* PROMPT
Copy out the listing below word for word, starting with the line that contains "of the dirt" and going on through the last line of the listing.

* INFORMATION PROVIDED
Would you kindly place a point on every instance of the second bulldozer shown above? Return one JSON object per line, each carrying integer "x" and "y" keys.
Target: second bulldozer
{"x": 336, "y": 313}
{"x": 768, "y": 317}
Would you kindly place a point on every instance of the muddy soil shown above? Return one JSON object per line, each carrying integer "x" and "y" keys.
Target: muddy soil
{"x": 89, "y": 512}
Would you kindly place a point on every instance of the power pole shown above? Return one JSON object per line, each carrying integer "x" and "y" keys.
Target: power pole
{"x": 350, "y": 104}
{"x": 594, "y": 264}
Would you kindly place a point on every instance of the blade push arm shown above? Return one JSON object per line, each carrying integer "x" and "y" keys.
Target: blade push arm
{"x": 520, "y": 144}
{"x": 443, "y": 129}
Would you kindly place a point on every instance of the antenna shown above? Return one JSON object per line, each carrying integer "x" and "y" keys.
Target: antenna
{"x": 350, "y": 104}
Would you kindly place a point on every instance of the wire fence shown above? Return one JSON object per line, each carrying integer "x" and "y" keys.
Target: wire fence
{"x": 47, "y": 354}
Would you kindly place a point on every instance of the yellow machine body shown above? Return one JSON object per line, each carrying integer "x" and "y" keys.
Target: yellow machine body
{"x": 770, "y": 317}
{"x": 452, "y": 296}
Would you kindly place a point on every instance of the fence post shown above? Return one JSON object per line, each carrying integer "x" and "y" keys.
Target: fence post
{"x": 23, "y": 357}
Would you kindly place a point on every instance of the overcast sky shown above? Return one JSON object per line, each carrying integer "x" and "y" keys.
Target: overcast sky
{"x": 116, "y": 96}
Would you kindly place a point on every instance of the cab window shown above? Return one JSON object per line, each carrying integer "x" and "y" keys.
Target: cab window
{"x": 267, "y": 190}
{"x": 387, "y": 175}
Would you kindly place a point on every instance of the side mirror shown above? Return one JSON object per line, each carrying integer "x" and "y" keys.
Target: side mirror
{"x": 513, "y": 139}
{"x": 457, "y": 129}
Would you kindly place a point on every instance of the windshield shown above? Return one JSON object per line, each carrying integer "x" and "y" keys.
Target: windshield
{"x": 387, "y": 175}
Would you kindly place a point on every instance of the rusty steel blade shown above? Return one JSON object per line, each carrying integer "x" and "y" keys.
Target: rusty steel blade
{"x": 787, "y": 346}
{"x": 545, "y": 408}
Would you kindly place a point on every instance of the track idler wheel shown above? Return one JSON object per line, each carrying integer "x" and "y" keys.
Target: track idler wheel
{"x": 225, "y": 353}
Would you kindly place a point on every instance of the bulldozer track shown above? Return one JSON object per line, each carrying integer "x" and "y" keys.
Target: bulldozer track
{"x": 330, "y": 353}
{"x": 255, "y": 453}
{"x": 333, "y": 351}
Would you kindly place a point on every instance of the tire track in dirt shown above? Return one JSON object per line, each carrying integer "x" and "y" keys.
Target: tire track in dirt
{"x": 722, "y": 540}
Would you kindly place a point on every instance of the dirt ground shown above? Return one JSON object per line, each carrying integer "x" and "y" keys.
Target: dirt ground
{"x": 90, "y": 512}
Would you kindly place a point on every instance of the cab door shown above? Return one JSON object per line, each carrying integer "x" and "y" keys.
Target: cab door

* EXERCISE OUTPUT
Would you kindly place a point on every instance of the dirt ground shown above? Return one JSON object per line, each carrying integer "x" and "y" keys.
Target: dirt ground
{"x": 90, "y": 512}
Would you kindly place a point on every instance of the cab door shown above? Return one JSON object per line, each carrying integer "x" and "y" keys.
Target: cab door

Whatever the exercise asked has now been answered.